Provided entries:

==================================================

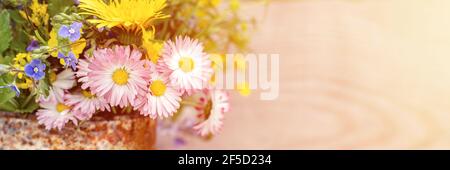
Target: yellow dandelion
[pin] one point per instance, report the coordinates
(19, 63)
(124, 13)
(39, 15)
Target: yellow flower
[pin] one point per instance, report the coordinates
(153, 48)
(213, 3)
(19, 63)
(124, 13)
(39, 13)
(235, 5)
(77, 47)
(218, 65)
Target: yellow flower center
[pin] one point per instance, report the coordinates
(186, 64)
(158, 88)
(61, 107)
(52, 77)
(87, 94)
(120, 77)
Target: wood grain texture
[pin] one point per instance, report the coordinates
(360, 74)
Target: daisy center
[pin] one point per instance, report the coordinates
(158, 88)
(52, 77)
(87, 94)
(186, 64)
(61, 107)
(71, 31)
(120, 76)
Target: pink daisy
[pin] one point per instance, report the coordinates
(214, 105)
(187, 65)
(86, 104)
(55, 113)
(160, 100)
(118, 74)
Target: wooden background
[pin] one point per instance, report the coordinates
(354, 74)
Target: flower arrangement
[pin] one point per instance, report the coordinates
(67, 61)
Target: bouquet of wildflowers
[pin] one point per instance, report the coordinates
(67, 61)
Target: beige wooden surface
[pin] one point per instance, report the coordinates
(354, 74)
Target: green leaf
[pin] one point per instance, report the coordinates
(58, 6)
(5, 31)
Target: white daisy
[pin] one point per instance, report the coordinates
(187, 65)
(161, 99)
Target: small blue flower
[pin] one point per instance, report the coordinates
(13, 88)
(33, 45)
(72, 32)
(35, 69)
(70, 60)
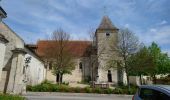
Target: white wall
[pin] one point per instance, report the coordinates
(36, 70)
(2, 55)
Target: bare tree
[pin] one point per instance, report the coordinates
(58, 52)
(127, 44)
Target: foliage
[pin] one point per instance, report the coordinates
(49, 87)
(164, 80)
(124, 90)
(10, 97)
(59, 55)
(128, 44)
(149, 61)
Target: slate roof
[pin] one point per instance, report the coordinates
(106, 23)
(77, 48)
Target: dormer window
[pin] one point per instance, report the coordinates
(107, 34)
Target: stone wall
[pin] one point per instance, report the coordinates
(14, 42)
(36, 70)
(106, 49)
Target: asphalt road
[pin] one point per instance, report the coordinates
(78, 97)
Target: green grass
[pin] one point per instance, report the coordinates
(11, 97)
(49, 87)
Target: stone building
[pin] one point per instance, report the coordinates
(90, 56)
(13, 67)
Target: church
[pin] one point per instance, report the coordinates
(90, 56)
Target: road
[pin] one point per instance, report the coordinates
(78, 97)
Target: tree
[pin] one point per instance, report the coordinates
(161, 61)
(140, 63)
(59, 54)
(127, 45)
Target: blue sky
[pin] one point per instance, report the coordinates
(37, 19)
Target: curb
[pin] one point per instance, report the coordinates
(71, 94)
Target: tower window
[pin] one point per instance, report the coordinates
(80, 65)
(107, 34)
(50, 66)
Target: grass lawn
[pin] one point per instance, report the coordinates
(10, 97)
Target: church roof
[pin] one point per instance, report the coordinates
(106, 23)
(76, 48)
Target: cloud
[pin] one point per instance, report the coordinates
(163, 22)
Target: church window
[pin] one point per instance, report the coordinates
(80, 65)
(50, 66)
(107, 34)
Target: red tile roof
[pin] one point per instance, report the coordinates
(77, 48)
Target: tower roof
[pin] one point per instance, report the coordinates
(106, 23)
(3, 14)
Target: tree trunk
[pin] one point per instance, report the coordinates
(140, 78)
(154, 79)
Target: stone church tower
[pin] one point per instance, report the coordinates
(106, 41)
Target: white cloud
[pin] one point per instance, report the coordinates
(163, 22)
(160, 35)
(153, 30)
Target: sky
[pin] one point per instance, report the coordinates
(37, 19)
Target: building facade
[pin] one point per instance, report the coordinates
(91, 57)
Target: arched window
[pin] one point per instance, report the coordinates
(80, 65)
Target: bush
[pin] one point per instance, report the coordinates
(47, 86)
(124, 90)
(11, 97)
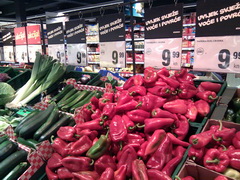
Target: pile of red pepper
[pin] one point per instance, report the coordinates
(217, 148)
(136, 132)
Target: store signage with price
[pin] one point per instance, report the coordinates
(112, 40)
(76, 43)
(163, 36)
(217, 43)
(56, 47)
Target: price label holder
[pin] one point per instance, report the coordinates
(217, 37)
(112, 41)
(163, 36)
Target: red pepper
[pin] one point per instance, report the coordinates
(127, 107)
(161, 156)
(159, 113)
(92, 125)
(118, 130)
(236, 140)
(96, 114)
(215, 160)
(201, 140)
(80, 146)
(75, 164)
(128, 123)
(67, 133)
(64, 173)
(120, 173)
(196, 154)
(50, 174)
(109, 111)
(138, 115)
(137, 90)
(234, 156)
(170, 81)
(155, 140)
(60, 147)
(208, 96)
(152, 124)
(177, 106)
(55, 161)
(108, 174)
(171, 165)
(182, 127)
(191, 111)
(210, 86)
(104, 162)
(156, 174)
(177, 141)
(87, 132)
(163, 71)
(150, 75)
(202, 107)
(161, 90)
(139, 170)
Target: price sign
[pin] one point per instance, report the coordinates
(218, 38)
(57, 51)
(113, 54)
(112, 41)
(77, 54)
(166, 50)
(163, 36)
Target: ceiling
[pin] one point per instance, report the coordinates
(34, 8)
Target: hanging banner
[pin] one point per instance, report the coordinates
(56, 47)
(76, 43)
(112, 40)
(8, 52)
(217, 36)
(163, 36)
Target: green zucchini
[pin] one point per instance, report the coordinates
(76, 100)
(54, 116)
(17, 171)
(11, 161)
(7, 148)
(68, 95)
(30, 128)
(70, 99)
(61, 94)
(31, 143)
(64, 120)
(84, 101)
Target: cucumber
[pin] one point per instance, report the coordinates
(26, 120)
(70, 99)
(61, 94)
(84, 101)
(17, 171)
(31, 143)
(64, 120)
(36, 122)
(76, 100)
(68, 95)
(54, 116)
(7, 148)
(11, 161)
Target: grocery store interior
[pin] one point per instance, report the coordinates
(120, 90)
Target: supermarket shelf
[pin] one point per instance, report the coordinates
(188, 49)
(136, 39)
(187, 25)
(93, 53)
(135, 49)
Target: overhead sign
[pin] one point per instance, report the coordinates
(217, 36)
(112, 40)
(163, 36)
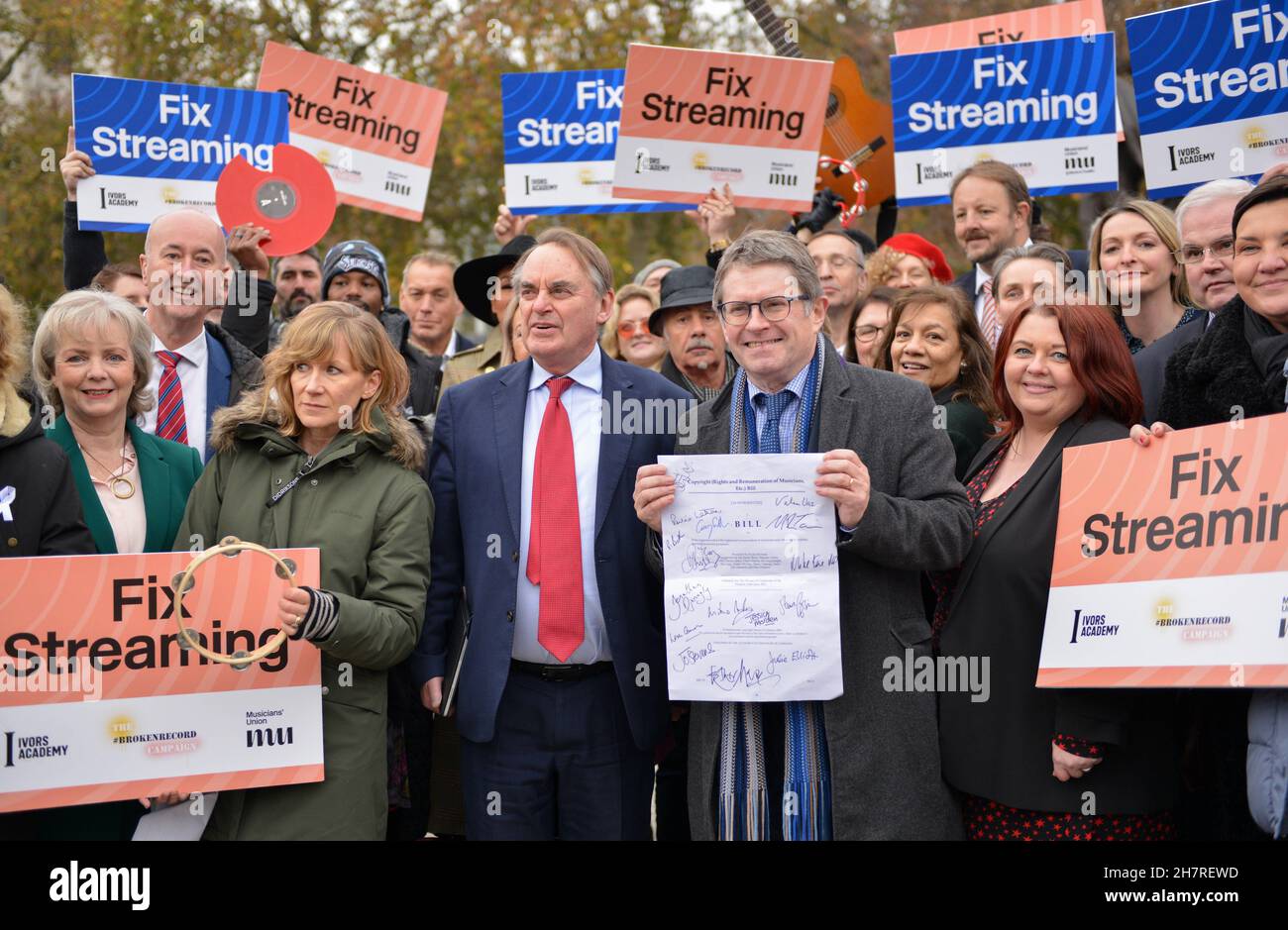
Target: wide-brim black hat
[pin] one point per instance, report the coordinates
(688, 286)
(475, 278)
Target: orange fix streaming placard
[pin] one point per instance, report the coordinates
(696, 120)
(98, 701)
(375, 134)
(1171, 562)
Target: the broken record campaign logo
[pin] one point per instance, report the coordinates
(1091, 625)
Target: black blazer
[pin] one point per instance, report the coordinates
(1000, 749)
(1151, 362)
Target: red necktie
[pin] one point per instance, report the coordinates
(171, 423)
(554, 535)
(991, 324)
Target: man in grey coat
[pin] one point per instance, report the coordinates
(900, 511)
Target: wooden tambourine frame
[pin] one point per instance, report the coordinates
(861, 188)
(228, 547)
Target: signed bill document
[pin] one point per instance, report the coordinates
(752, 600)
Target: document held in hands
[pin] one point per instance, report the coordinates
(751, 592)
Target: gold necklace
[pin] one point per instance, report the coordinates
(114, 480)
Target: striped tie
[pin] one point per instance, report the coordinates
(170, 420)
(990, 324)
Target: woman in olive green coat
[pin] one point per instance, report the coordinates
(322, 457)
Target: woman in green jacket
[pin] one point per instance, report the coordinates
(91, 359)
(934, 338)
(322, 458)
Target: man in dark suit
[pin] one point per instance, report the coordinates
(992, 211)
(428, 299)
(1207, 253)
(200, 366)
(900, 511)
(562, 694)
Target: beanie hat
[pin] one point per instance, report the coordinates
(911, 244)
(356, 256)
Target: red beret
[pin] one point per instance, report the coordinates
(927, 252)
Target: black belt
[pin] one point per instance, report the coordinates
(561, 672)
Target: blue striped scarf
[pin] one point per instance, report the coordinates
(806, 801)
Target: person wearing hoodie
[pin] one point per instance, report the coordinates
(322, 457)
(357, 273)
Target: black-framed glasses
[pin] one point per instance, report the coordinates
(773, 309)
(1189, 256)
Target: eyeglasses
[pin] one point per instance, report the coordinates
(1190, 256)
(836, 261)
(773, 309)
(627, 330)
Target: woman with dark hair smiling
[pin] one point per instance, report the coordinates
(932, 337)
(1026, 758)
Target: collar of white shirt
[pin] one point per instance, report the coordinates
(589, 373)
(193, 352)
(982, 275)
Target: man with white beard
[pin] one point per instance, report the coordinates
(696, 356)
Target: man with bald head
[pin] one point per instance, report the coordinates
(200, 367)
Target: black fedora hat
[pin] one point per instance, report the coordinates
(688, 286)
(475, 278)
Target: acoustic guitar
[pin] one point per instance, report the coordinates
(858, 129)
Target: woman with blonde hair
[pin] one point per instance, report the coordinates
(40, 511)
(1133, 250)
(321, 457)
(626, 334)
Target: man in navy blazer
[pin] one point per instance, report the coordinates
(562, 693)
(185, 269)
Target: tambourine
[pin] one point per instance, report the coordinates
(230, 547)
(861, 188)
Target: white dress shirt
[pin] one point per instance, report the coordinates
(585, 416)
(192, 377)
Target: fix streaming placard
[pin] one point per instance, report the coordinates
(99, 703)
(1171, 562)
(1046, 108)
(1057, 21)
(158, 147)
(695, 120)
(375, 134)
(561, 133)
(1211, 90)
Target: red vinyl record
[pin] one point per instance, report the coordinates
(295, 201)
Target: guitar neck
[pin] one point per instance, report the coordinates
(773, 29)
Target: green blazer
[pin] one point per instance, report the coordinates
(167, 471)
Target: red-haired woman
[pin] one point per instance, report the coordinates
(1044, 763)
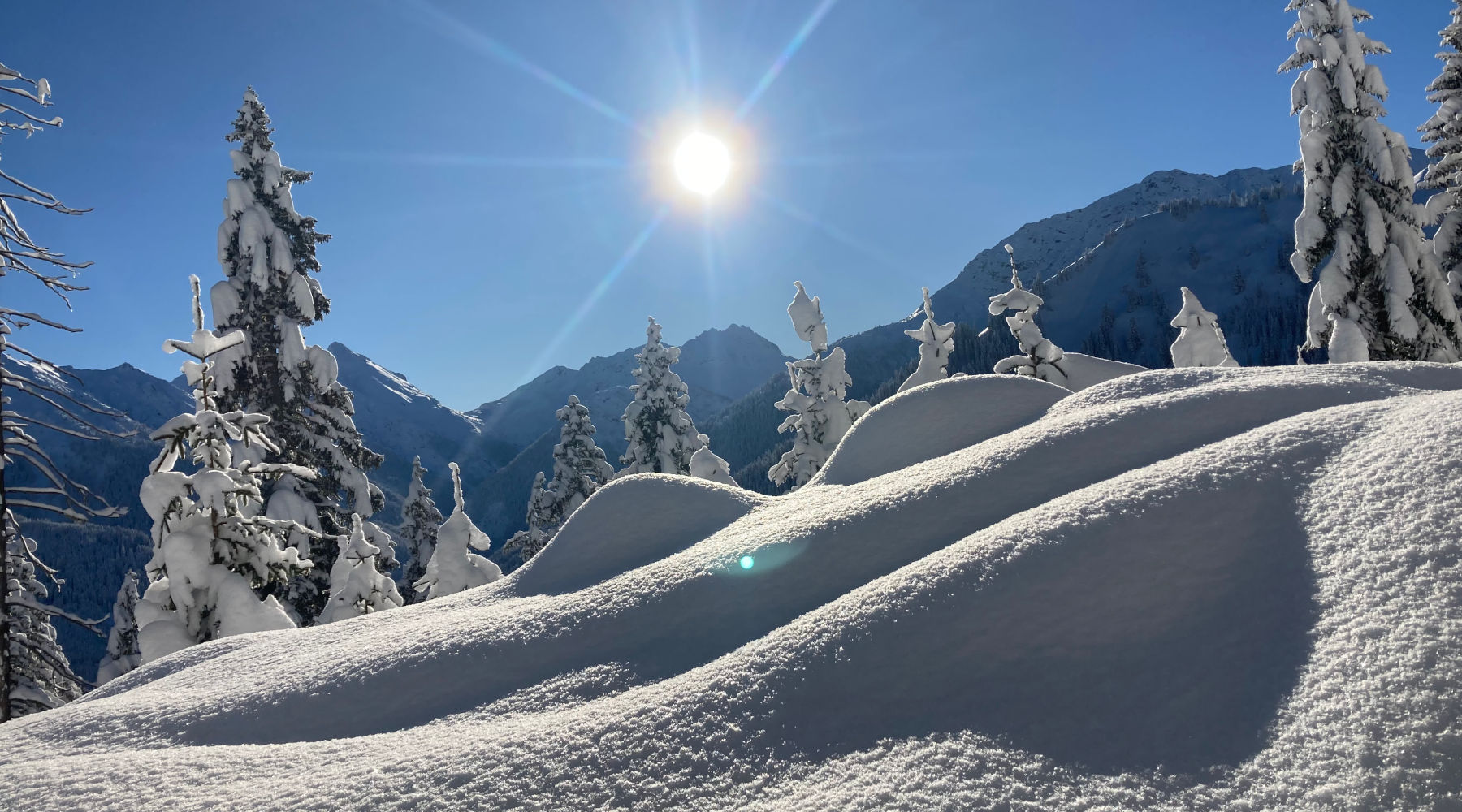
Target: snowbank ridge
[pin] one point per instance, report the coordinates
(1189, 589)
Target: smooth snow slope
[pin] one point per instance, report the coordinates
(1189, 589)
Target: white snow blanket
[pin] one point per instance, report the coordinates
(1187, 589)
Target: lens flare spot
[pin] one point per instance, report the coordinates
(702, 164)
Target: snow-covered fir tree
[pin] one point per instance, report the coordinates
(453, 567)
(123, 653)
(1443, 132)
(1381, 294)
(214, 554)
(579, 466)
(935, 343)
(1200, 342)
(819, 384)
(357, 587)
(268, 294)
(418, 528)
(708, 464)
(1040, 358)
(34, 672)
(543, 520)
(661, 435)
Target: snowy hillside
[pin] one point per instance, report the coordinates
(1195, 589)
(1220, 235)
(398, 421)
(718, 365)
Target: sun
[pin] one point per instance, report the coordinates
(702, 164)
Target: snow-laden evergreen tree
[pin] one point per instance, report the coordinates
(935, 343)
(1200, 342)
(214, 554)
(418, 526)
(708, 464)
(1443, 132)
(123, 652)
(1040, 358)
(579, 466)
(543, 520)
(452, 567)
(34, 674)
(1381, 294)
(661, 435)
(268, 294)
(819, 384)
(357, 587)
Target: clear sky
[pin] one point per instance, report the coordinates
(495, 171)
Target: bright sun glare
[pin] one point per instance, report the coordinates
(702, 164)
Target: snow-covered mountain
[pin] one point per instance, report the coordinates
(398, 420)
(1183, 589)
(1110, 274)
(716, 365)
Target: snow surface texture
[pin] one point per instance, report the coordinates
(1187, 589)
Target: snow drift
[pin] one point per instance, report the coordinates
(1191, 589)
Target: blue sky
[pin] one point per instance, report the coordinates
(491, 171)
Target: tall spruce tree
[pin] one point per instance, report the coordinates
(34, 672)
(1381, 294)
(357, 587)
(268, 294)
(418, 528)
(579, 468)
(543, 520)
(1443, 132)
(123, 650)
(935, 343)
(819, 384)
(453, 567)
(214, 554)
(661, 434)
(1040, 356)
(1200, 340)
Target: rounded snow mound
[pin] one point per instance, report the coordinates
(935, 420)
(629, 523)
(1085, 371)
(1235, 592)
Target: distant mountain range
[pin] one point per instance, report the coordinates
(1110, 274)
(499, 446)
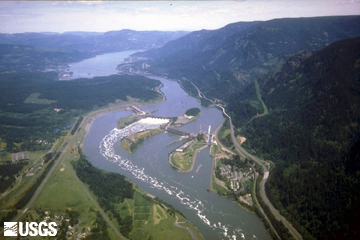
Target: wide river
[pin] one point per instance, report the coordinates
(216, 217)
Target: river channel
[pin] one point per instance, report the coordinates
(216, 217)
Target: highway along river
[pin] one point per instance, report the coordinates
(216, 217)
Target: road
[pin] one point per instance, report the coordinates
(242, 152)
(65, 145)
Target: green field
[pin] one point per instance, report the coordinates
(64, 191)
(34, 99)
(183, 161)
(152, 220)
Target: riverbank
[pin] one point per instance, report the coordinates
(119, 106)
(184, 161)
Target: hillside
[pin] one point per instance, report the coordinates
(312, 135)
(223, 60)
(94, 43)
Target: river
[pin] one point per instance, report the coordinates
(216, 217)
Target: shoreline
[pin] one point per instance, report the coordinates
(92, 116)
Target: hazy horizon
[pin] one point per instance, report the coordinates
(104, 16)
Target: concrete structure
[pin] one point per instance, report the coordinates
(137, 110)
(19, 156)
(177, 131)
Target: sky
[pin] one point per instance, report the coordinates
(102, 16)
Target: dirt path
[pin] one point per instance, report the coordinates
(242, 152)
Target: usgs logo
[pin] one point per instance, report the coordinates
(30, 229)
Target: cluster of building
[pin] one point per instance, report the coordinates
(235, 176)
(15, 157)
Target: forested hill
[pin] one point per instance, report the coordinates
(312, 134)
(95, 43)
(223, 60)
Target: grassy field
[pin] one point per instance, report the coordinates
(34, 99)
(184, 160)
(151, 220)
(63, 191)
(214, 149)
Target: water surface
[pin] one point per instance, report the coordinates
(216, 217)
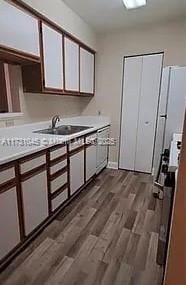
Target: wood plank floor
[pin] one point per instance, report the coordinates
(108, 235)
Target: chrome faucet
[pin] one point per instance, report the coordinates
(55, 119)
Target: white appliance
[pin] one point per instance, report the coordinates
(141, 91)
(171, 109)
(102, 148)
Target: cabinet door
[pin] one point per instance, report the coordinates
(76, 171)
(102, 147)
(53, 58)
(71, 65)
(18, 29)
(9, 222)
(35, 201)
(90, 161)
(86, 71)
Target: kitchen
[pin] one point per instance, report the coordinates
(64, 58)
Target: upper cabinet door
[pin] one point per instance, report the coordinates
(71, 65)
(86, 71)
(53, 58)
(18, 29)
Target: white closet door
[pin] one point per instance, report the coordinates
(129, 117)
(149, 98)
(86, 71)
(53, 58)
(71, 65)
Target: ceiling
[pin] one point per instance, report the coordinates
(109, 15)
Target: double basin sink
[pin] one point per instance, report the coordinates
(63, 130)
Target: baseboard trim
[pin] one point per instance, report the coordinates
(112, 165)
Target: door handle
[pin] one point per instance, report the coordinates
(163, 116)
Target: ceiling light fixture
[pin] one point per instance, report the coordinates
(131, 4)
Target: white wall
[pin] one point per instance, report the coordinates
(112, 47)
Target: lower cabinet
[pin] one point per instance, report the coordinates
(102, 148)
(90, 154)
(41, 183)
(35, 201)
(60, 199)
(76, 171)
(9, 222)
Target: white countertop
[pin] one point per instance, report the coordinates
(10, 138)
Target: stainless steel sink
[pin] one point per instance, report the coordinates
(63, 130)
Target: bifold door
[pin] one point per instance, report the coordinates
(141, 89)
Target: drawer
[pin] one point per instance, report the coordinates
(76, 144)
(7, 175)
(58, 166)
(58, 152)
(32, 163)
(58, 182)
(61, 198)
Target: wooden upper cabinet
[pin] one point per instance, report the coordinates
(71, 65)
(86, 71)
(18, 29)
(52, 57)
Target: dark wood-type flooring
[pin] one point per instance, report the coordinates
(108, 235)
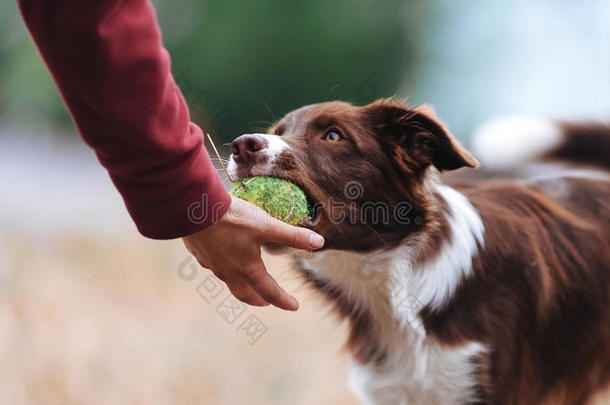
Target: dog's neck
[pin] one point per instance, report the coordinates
(382, 292)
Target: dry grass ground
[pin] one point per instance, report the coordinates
(94, 320)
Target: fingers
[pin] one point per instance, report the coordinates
(293, 236)
(243, 292)
(266, 287)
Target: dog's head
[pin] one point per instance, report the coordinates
(362, 168)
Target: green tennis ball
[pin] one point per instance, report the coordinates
(280, 198)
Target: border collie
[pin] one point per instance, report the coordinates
(477, 287)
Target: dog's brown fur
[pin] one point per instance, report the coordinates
(539, 297)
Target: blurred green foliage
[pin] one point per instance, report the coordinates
(240, 64)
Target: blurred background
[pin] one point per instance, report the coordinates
(90, 312)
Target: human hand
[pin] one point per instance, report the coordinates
(231, 248)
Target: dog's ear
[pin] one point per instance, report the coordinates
(416, 138)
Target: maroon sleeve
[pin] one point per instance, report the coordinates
(108, 61)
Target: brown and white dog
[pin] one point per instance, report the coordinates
(489, 287)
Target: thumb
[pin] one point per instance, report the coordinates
(293, 236)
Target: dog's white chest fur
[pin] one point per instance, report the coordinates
(423, 373)
(387, 285)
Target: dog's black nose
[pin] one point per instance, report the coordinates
(246, 148)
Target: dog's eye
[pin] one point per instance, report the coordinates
(332, 136)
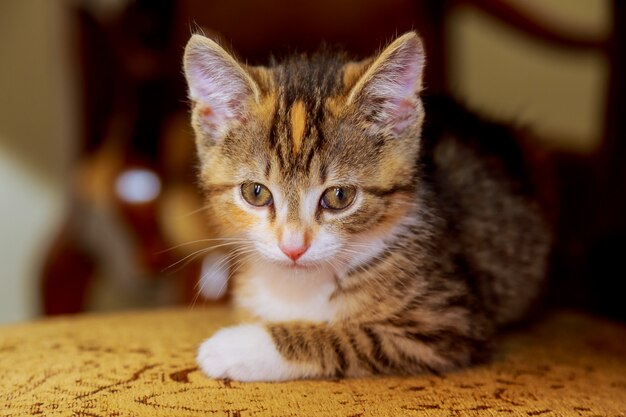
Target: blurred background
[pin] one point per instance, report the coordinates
(97, 189)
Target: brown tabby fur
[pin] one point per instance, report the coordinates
(468, 249)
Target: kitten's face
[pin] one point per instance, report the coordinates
(313, 161)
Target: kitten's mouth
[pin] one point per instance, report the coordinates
(298, 266)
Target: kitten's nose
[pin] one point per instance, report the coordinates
(293, 251)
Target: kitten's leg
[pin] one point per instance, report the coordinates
(281, 351)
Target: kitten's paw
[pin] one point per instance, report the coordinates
(244, 353)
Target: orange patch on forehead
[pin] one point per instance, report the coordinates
(298, 122)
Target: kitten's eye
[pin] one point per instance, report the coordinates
(256, 194)
(337, 198)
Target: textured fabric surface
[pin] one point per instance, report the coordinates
(142, 364)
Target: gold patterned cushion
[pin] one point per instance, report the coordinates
(142, 364)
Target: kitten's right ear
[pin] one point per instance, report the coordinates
(221, 90)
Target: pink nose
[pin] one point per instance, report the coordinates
(293, 252)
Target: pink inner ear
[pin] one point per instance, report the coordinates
(402, 115)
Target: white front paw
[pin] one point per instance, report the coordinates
(243, 353)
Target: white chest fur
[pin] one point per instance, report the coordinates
(275, 293)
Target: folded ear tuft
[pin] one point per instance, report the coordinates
(388, 92)
(220, 88)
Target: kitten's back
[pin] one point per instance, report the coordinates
(481, 176)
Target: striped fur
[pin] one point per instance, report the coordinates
(441, 245)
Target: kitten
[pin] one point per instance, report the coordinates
(365, 245)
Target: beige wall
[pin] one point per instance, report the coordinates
(559, 94)
(37, 142)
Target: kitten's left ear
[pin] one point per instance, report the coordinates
(388, 92)
(220, 88)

==================================================

Objective:
Copy out everything from the line that contains "Target: snowy hillside" down through the line that contains "(1191, 589)", swapping "snow-covered mountain" for "snowcapped peak" and keeping every other character the same.

Task answer:
Target: snowy hillside
[pin] one point per instance, report the coordinates
(1195, 589)
(1220, 235)
(398, 421)
(718, 365)
Target: sun
[pin] one point per instance, report the coordinates
(702, 164)
Target: snow-laden evergreen tree
[pin] one point per instance, report the coordinates
(935, 343)
(1200, 342)
(214, 554)
(418, 526)
(708, 464)
(1443, 132)
(123, 652)
(1040, 358)
(579, 466)
(543, 520)
(452, 567)
(34, 674)
(1381, 294)
(661, 435)
(268, 294)
(819, 384)
(357, 587)
Target: clear sky
[pin] one point per instance, report the coordinates
(495, 171)
Target: bright sun glare
[pin] one point per instance, report the coordinates
(702, 164)
Target: snowcapped peak
[pin] one point per instance, report the coordinates
(398, 420)
(1183, 589)
(1110, 274)
(716, 365)
Target: snow surface texture
[pin] one point per instance, report the coordinates
(1187, 589)
Target: snow drift
[pin] one point per instance, report the coordinates
(1191, 589)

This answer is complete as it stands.